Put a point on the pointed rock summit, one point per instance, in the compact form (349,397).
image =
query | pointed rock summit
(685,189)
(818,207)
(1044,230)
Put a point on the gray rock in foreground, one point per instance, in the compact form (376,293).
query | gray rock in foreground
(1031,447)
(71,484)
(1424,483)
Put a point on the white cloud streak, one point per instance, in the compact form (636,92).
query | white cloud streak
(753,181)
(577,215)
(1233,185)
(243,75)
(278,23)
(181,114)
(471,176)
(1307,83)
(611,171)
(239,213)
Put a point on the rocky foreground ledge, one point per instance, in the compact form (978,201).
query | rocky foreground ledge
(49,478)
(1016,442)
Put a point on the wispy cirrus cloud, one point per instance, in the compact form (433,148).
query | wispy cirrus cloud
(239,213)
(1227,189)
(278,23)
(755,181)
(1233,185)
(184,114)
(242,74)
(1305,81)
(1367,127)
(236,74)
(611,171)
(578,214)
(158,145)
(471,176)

================================

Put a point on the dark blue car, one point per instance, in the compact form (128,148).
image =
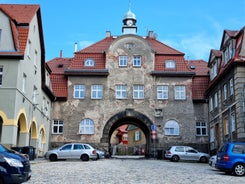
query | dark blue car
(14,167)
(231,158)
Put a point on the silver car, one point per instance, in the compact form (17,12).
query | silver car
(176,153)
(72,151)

================================

WHAT THIS TASK INVOLVES
Where a line of the records contains the word "compact", count it; state only the final tally.

OUTPUT OF THE TASK
7